From: Zelphir Kaltstahl
Subject: Re: Macro for replacing a placeholder in an expression
Date: Sat, 30 Jul 2022 15:42:33 +0000

Hi Maxime!

On 7/28/22 12:23, Zelphir Kaltstahl wrote:
Hello Maxime!

On 7/28/22 02:55, Maxime Devos wrote:

These macros all sound more complicated than necessary -- on the first one, I've sent you a message with sneek:

;; By: Maxime Devos

;; This does not recurse into #(...).
;; Also, such a construct does not nest well, you can't put a replace-result-placeholder inside a replace-result-placeholder meaningfully, ;; so I'm wondering why you're doing this, maybe your goal can be accomplished more robustly with a different method.
(eval-when (expand load eval)
   (define (replace-placeholder new code) ; <--- recursively transforms code to replace '<?>' by new
     (syntax-case code (<?>)
       (<?> new)
       ((x . y)
        #`(#,(replace-placeholder new #'x) . #,(replace-placeholder new #'y)))
       (rest #'rest))))

(define-syntax replace-result-placeholder
   (lambda (s)
     (syntax-case s (<?>) ; <?>: placeholder
       ((_ new code) (replace-placeholder #'new #'code)))))

(display (replace-result-placeholder
            (<?> bar))) ; -> bar

(I think thinking in terms of 'operations' and special-casing lambda etc would make things harder here)

As a bonus, this supports things like `((x . <?>) (z . w)) which aren't supported by the original macro as that macro assumed lists.


I'll need to look at this and learn about eval-when. I also did not think about vectors yet. Thank you!

Best regards,

I've now tried to use syntax-case, trying to adapt your example to what I need. However, it seems again I am stuck.

From the docs I read that syntax-case needs to be wrapped into a lambda, because it is just a way of working with syntax objects, pattern matching on them, but it does not make a syntax transformer. To make an actual syntax transformer, it needs to be wrapped with a lambda. So far I understand it. It is like a normal (match ...), but for syntax:

"All of these differences stem from the fact that syntax-case does not define a syntax transformer itself – instead, syntax-case expressions provide a way to destructure a syntax object, and to rebuild syntax objects as output." --

OK fine. But in the manual the syntax-case is used with define-syntax, not with define, like in your example. I guess that is the difference between using it as part of a macro and using it as a helper in a function:

"It is not strictly necessary for a syntax-case expression to return a syntax object, because syntax-case expressions can be used in helper functions, or otherwise used outside of syntax expansion itself. However a syntax transformer procedure must return a syntax object, so most uses of syntax-case do end up returning syntax objects." --

I struggled a bit to bring arguments of the wrapping lambda in correspondence with the patterns I supply to the pattern matching in syntax-case, but now I understand, the lambda always has only one argument, if used inside a define-syntax and that one argument is the whole call, while in your example you used syntax-case inside a regular function, so the arguments are whatever you want to define them to be. So that I understand now.

▶ _LISTED RECORDS_:
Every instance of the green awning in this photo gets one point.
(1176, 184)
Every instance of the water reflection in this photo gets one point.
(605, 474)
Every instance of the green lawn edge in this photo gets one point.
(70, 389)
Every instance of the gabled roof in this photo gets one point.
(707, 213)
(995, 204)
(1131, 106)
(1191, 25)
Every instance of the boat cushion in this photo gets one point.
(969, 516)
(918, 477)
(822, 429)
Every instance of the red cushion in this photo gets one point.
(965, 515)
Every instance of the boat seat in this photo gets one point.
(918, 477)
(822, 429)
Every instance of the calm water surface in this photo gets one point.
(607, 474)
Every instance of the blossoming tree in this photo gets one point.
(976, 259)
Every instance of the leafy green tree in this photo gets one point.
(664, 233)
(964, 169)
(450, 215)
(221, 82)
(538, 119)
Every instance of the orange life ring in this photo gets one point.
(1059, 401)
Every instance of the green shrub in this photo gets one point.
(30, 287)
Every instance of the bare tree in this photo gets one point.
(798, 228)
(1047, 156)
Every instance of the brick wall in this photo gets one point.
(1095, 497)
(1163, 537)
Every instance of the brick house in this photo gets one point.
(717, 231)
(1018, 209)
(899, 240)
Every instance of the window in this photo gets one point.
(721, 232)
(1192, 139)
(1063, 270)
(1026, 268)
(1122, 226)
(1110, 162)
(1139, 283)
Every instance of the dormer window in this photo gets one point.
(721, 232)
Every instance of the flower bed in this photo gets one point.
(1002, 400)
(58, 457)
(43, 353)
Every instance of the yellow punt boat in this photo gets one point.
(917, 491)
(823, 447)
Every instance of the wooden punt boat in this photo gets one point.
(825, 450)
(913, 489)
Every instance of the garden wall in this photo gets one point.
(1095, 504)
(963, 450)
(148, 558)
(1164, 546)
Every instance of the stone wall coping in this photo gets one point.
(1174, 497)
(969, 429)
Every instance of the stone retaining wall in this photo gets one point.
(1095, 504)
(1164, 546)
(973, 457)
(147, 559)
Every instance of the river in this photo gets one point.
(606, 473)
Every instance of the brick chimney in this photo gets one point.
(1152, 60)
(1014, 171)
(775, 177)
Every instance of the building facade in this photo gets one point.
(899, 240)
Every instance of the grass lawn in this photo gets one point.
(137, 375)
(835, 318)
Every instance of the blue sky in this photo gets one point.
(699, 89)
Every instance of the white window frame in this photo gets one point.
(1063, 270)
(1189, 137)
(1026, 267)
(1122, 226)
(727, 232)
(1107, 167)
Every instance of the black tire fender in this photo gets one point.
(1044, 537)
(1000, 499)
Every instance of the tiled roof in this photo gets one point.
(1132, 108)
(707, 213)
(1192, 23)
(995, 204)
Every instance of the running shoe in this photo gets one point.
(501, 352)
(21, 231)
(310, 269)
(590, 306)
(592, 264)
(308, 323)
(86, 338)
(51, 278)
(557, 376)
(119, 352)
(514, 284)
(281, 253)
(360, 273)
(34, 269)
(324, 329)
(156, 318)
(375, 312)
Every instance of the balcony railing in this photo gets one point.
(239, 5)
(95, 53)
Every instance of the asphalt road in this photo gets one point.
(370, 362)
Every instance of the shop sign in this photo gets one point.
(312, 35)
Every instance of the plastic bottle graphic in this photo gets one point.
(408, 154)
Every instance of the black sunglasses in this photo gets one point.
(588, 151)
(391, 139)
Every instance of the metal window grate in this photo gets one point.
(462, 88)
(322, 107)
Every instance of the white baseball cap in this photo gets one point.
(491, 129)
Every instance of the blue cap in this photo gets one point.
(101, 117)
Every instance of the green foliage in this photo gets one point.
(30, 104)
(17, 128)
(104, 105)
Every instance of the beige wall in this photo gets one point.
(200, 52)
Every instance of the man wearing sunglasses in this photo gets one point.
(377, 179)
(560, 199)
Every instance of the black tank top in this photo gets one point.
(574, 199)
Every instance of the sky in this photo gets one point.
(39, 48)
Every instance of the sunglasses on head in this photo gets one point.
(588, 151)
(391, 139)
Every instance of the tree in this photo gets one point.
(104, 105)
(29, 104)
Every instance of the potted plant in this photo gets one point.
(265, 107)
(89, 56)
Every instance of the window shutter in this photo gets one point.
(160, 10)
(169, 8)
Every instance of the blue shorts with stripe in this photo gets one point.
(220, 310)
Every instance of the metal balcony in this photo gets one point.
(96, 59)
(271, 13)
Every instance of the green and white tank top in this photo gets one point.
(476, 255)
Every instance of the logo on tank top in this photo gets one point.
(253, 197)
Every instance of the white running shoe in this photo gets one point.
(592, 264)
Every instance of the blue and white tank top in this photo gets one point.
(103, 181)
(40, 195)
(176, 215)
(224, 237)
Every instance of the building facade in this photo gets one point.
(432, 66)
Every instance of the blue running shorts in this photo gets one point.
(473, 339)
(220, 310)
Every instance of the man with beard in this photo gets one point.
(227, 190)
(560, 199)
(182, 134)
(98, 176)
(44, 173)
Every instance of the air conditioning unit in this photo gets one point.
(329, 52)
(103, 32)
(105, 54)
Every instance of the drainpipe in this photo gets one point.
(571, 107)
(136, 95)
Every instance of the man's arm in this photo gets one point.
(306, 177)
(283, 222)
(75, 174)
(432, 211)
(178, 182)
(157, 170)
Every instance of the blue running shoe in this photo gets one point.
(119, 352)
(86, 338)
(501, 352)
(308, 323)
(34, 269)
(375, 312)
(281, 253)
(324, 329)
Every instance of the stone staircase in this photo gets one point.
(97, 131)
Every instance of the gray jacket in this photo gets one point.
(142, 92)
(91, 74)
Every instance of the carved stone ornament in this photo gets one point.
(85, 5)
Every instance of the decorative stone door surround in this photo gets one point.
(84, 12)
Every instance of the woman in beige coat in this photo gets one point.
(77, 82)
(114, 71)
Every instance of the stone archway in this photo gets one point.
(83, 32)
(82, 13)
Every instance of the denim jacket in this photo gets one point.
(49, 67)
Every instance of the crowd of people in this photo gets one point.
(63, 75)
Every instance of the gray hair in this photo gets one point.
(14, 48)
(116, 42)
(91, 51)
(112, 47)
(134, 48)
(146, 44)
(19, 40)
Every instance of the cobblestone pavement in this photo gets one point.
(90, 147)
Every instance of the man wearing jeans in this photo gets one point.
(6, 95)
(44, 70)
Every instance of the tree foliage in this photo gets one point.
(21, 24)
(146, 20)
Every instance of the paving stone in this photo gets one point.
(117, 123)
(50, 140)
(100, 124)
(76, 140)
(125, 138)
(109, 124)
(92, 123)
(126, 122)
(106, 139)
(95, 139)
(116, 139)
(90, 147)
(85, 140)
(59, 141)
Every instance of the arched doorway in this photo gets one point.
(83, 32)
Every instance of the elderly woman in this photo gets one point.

▶ _REQUIRED TASKS_:
• A. Decide whether each statement agrees with the mailing-list message, answering yes or no and quoting the words of the message that decide it: (i) a replace-result-placeholder can be meaningfully nested inside another replace-result-placeholder; (ii) a lambda used inside a define-syntax always takes only one argument; (iii) the quoted manual passage allows a syntax transformer procedure to return something other than a syntax object.
• B. Write out the passage of the mailing-list message starting with "(display (replace-result-placeholder" and going on through "I am stuck.".
The records are separate material and have no connection to the mailing-list message.

▶ _SOLVED PROBLEMS_:
• A.
(i) No: "you can't put a replace-result-placeholder inside a replace-result-placeholder meaningfully"
(ii) Yes: "the lambda always has only one argument, if used inside a define-syntax"
(iii) No: "However a syntax transformer procedure must return a syntax object"

• B.
(display (replace-result-placeholder
            (<?> bar))) ; -> bar

(I think thinking in terms of 'operations' and special-casing lambda etc would make things harder here)

As a bonus, this supports things like `((x . <?>) (z . w)) which aren't supported by the original macro as that macro assumed lists.


I'll need to look at this and learn about eval-when. I also did not think about vectors yet. Thank you!

Best regards,

I've now tried to use syntax-case, trying to adapt your example to what I need. However, it seems again I am stuck.